Features

Pre-diamond Gaborone

 

In a very sizeable area, it is possible to see perhaps half a dozen vehicles – the roads being effectively empty. Most of the Mall is still to be developed and there is still no Capitol Cinema. The Town Hall is splendidly isolated and thus easily identifiable – something which it has now lost.

On the northern side of the Mall, the Catholic Cathedral is easy to pick out as are the Gaborone Secondary School and Princess Marina complexes.

The new National Museum can be easily seen opposite the Cathedral whilst, nearby, it is easy to identify the old Parliamentary flats, now demolished.  On the southern side of the Mall, in contrast, can be seen just the one civic institution – the Central Police Station together with Trinity Church which are located within an area entirely utilised by low cost housing. 

In retrospect, and I admit that the thought had not previously occurred to me, it seems that only three makgoa lived at the time in the area covered by this photo – namely Derek Jones and Alan Butler of Trinity Church and myself, occupying a Christian Council house immediately behind the Central Police Station.

Had the photo taken in the area further to the south it would have included the African Mall and some of the famous Asian owned stores which are probably amongst the very few in Gaborone to have continuously traded during the past 50 year period.

Would it have made any difference to the nature of the new town if Gaborone Secondary School, Princess Marina and the National Museum had all been located to the south with the Police Station on the northern side of the Mall?  Idle speculation, of course, because the planners were keen to ensure that the civil service people having houses to the north would have the easiest possible access to Thornhill (just out of picture), GSS and the hospital.

The same kinds of concern seems not have bothered the planners in regard to the low cost housing people for whom little thought had been given other than the need to maintain law and order!  But was it deliberate or accidental that the Central Police Station should have been located bang next to what was Gaborone’s one and only premier hotel?

What is being asked
Reproduce the portion of the passage on pre-diamond Gaborone starting with "Pre-diamond Gaborone" and going on through "low cost housing.".

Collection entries

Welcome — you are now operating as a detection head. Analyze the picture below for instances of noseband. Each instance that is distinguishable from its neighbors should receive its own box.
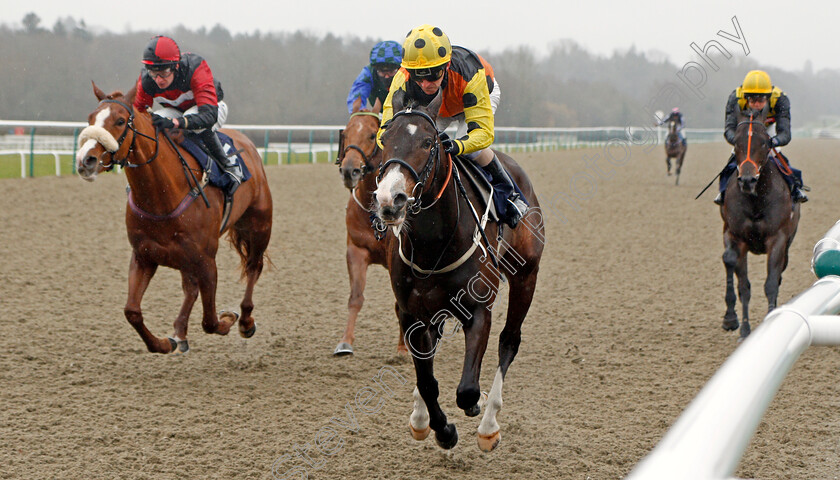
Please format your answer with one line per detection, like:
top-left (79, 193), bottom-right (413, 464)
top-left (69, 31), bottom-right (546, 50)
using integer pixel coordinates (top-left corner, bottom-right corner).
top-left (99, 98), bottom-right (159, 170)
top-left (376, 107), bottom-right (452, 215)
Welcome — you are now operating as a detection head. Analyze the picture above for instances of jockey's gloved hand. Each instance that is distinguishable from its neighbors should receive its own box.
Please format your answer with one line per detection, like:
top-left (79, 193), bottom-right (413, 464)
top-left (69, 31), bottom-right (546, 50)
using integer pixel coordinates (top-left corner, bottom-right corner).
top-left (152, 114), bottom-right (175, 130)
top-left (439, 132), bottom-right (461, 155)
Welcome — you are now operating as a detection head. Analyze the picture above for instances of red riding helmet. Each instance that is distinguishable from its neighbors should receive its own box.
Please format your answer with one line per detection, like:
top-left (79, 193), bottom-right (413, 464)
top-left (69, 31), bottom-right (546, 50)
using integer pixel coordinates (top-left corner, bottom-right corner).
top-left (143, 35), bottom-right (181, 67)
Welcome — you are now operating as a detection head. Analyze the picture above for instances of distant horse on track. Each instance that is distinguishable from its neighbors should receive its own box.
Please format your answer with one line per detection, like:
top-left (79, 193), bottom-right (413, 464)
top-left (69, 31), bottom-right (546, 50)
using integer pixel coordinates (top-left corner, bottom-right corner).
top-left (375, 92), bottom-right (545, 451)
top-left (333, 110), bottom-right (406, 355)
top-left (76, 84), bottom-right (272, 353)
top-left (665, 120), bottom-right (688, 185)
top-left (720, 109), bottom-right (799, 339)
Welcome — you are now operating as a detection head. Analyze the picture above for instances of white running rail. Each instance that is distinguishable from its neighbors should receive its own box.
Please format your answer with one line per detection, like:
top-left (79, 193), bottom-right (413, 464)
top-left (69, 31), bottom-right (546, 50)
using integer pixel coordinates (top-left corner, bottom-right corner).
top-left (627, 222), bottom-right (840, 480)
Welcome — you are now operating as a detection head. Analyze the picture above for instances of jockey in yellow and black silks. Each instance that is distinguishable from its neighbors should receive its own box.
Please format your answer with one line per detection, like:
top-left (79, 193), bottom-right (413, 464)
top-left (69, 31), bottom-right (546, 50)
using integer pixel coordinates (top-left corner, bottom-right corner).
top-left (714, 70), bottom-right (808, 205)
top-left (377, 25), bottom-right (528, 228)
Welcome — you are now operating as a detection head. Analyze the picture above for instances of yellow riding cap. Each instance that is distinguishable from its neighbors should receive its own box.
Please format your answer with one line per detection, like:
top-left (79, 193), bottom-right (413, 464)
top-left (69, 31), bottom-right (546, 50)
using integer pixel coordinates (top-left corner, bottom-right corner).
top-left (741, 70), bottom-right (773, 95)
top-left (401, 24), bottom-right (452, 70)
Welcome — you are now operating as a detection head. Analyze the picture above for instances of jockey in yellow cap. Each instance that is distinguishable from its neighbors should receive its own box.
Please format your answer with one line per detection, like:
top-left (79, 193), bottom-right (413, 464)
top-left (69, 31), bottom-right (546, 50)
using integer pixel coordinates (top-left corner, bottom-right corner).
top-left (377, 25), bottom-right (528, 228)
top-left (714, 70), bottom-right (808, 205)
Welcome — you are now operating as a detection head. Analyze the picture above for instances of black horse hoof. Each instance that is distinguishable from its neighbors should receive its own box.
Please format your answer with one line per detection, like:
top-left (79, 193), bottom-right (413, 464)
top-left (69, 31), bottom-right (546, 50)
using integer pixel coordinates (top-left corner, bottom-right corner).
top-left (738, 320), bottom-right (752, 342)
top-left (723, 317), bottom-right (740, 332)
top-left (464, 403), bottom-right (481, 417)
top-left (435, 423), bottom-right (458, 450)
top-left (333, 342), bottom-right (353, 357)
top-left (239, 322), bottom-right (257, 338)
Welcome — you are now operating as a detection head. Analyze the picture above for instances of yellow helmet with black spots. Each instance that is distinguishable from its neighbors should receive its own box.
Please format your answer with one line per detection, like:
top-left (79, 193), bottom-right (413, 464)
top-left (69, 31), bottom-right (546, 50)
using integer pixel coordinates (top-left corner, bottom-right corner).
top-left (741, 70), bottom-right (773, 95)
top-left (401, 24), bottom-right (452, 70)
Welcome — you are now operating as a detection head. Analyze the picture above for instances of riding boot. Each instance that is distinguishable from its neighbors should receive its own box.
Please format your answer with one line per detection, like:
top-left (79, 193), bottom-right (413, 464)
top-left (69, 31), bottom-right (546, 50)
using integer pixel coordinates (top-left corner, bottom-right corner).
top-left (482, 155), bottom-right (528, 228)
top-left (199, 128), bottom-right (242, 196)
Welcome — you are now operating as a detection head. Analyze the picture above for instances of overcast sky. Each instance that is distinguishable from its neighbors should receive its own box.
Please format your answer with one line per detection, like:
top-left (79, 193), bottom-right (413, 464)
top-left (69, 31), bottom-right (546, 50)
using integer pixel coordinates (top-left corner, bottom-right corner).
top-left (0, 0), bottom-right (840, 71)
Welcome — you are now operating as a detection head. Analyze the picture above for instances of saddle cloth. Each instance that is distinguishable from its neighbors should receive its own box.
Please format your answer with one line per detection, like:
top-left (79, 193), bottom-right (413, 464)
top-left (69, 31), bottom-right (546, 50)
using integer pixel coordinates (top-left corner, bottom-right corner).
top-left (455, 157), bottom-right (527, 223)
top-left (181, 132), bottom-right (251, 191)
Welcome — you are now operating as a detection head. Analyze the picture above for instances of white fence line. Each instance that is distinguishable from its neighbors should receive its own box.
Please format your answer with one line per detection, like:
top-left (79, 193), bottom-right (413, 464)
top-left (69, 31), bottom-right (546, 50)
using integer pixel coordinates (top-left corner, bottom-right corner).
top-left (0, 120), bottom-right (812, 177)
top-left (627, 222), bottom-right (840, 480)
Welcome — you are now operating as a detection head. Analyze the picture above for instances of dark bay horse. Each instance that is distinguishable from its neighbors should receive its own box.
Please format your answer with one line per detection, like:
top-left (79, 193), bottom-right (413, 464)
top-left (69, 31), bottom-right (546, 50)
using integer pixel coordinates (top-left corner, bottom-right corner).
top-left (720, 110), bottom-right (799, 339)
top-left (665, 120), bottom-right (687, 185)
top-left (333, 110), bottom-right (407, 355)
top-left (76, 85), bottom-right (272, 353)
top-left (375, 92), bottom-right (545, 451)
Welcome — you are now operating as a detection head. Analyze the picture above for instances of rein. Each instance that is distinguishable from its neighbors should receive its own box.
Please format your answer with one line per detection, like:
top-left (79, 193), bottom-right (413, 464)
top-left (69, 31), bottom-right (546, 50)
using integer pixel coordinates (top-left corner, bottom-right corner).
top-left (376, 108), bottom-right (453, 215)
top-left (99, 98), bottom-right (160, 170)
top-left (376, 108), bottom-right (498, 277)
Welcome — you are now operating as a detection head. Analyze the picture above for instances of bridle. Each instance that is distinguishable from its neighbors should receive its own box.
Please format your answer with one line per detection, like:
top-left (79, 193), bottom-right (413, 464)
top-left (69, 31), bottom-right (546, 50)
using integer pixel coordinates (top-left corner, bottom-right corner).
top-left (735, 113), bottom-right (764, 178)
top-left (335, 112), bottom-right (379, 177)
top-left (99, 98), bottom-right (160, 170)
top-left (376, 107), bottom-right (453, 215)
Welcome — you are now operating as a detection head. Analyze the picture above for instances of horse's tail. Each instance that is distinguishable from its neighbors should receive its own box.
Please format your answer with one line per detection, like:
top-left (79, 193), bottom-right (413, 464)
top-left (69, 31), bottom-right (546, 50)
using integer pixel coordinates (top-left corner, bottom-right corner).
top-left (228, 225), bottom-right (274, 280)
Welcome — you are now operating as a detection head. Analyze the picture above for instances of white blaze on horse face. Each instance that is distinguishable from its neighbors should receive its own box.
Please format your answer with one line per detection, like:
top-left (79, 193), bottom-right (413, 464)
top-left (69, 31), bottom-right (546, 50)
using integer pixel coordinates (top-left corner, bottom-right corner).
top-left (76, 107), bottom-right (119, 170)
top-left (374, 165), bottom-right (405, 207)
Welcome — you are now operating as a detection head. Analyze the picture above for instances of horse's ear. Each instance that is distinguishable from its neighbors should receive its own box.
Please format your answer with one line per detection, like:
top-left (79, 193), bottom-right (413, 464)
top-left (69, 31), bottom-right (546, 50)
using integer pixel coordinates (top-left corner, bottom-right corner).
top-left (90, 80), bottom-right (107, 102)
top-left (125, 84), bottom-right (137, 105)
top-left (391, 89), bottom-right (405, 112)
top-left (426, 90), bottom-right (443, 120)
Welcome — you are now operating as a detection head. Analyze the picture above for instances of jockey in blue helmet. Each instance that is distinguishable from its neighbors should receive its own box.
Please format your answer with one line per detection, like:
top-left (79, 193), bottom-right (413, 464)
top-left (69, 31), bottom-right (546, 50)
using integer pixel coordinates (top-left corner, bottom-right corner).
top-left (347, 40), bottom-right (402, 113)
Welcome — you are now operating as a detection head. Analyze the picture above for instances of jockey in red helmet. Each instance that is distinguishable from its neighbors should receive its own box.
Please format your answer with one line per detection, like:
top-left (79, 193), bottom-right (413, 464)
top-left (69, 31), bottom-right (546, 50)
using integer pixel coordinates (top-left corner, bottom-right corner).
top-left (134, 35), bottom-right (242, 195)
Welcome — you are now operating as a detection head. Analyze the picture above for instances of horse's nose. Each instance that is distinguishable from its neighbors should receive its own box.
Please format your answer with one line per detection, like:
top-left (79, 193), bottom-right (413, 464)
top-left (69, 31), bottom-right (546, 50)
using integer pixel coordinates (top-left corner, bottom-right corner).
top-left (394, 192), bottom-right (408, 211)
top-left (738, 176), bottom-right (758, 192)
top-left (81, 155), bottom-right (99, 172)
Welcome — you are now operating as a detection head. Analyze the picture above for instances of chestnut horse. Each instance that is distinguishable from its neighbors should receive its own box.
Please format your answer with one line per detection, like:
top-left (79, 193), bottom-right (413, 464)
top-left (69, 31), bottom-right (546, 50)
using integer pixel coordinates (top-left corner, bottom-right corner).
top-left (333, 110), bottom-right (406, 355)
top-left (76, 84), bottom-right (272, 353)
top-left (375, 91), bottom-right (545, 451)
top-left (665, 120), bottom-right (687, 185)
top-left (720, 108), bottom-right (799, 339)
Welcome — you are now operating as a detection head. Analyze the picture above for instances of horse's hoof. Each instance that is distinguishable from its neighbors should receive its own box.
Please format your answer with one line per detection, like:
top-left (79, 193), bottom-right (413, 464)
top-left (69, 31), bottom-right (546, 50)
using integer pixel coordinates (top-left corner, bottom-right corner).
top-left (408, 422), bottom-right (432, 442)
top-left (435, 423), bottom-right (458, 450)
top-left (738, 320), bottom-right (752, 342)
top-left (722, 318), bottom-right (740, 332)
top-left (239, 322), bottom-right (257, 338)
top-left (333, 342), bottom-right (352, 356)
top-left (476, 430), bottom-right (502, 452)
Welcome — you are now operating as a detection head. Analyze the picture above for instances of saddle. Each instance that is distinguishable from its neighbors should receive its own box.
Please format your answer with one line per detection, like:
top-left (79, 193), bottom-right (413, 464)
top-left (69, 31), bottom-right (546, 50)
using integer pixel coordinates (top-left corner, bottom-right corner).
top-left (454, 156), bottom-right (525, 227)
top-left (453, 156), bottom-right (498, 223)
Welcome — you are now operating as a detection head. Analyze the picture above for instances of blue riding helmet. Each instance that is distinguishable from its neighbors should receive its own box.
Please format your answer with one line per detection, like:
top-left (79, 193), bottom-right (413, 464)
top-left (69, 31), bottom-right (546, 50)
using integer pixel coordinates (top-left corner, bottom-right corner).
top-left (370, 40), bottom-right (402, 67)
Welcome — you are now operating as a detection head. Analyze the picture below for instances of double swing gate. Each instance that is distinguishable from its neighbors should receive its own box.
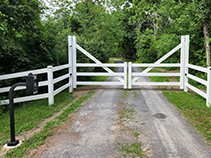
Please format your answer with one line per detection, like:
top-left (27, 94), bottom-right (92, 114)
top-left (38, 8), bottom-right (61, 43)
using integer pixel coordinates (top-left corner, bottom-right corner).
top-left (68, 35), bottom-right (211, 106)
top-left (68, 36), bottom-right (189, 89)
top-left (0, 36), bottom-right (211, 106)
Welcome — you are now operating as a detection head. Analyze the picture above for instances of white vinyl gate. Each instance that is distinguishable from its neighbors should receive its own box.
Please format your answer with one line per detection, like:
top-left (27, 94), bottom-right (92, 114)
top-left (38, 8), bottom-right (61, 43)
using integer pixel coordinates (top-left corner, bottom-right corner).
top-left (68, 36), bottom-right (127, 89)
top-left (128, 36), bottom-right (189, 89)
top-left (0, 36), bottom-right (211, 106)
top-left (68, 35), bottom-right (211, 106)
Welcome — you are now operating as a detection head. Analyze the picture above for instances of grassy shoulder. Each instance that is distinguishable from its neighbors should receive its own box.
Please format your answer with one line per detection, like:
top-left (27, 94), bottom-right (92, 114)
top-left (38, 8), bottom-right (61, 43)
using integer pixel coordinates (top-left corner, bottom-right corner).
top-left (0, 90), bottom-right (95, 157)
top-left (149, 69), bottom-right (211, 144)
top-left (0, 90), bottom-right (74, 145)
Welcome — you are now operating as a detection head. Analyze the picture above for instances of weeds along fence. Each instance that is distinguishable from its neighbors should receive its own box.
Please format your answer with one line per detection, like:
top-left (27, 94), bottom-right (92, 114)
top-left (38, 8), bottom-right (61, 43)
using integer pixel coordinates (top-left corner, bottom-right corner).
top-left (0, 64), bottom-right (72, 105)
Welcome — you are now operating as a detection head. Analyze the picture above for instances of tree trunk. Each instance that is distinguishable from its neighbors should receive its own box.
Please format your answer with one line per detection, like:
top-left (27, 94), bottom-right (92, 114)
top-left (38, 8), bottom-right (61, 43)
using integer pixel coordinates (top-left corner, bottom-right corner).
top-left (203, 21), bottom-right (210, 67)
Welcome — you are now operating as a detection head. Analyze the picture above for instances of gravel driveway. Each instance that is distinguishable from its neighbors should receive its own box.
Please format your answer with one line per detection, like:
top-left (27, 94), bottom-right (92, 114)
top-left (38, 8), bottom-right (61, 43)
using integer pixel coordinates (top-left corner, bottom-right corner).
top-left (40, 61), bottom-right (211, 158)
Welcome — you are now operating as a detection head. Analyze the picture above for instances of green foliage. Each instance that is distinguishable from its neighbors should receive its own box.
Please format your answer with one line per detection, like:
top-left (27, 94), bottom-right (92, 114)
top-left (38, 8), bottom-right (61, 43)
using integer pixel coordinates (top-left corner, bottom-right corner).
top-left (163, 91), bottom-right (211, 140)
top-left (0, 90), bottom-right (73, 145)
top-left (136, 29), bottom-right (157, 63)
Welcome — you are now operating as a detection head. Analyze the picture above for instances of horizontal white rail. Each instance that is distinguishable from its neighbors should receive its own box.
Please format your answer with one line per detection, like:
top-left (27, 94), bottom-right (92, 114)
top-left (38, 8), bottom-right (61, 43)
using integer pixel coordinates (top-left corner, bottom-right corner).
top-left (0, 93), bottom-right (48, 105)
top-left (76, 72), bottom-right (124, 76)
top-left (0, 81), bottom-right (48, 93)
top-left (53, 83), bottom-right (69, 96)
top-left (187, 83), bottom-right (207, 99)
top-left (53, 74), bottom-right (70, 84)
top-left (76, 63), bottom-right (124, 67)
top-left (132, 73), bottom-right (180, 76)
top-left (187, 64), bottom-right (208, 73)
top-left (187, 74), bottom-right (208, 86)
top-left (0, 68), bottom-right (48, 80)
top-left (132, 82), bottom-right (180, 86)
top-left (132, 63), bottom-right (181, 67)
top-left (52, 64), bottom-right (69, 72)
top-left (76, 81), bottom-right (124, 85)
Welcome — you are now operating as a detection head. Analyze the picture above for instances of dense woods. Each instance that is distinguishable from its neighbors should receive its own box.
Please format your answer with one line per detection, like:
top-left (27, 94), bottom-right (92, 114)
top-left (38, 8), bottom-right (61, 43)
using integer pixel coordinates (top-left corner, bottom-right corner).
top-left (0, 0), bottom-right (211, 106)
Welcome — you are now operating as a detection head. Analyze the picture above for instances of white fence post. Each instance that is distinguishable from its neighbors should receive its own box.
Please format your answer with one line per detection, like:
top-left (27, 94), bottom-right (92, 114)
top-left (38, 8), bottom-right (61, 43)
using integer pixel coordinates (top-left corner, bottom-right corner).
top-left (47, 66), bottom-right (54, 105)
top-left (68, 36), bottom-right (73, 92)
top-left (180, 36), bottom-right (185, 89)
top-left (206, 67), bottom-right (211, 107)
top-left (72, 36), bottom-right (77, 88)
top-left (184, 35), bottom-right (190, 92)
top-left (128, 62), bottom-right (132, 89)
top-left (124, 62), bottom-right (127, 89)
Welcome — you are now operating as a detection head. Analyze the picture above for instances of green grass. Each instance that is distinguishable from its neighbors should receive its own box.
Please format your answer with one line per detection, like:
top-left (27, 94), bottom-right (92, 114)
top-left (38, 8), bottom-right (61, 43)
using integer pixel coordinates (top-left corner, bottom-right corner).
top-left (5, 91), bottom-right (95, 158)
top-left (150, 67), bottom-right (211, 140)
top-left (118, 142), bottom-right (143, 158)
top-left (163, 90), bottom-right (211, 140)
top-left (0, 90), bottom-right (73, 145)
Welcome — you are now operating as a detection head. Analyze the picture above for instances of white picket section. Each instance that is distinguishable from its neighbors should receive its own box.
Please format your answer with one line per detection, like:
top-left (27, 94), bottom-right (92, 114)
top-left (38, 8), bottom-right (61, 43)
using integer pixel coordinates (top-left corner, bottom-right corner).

Answer section
Pre-diamond Gaborone

 

In a very sizeable area, it is possible to see perhaps half a dozen vehicles – the roads being effectively empty. Most of the Mall is still to be developed and there is still no Capitol Cinema. The Town Hall is splendidly isolated and thus easily identifiable – something which it has now lost.

On the northern side of the Mall, the Catholic Cathedral is easy to pick out as are the Gaborone Secondary School and Princess Marina complexes.

The new National Museum can be easily seen opposite the Cathedral whilst, nearby, it is easy to identify the old Parliamentary flats, now demolished.  On the southern side of the Mall, in contrast, can be seen just the one civic institution – the Central Police Station together with Trinity Church which are located within an area entirely utilised by low cost housing.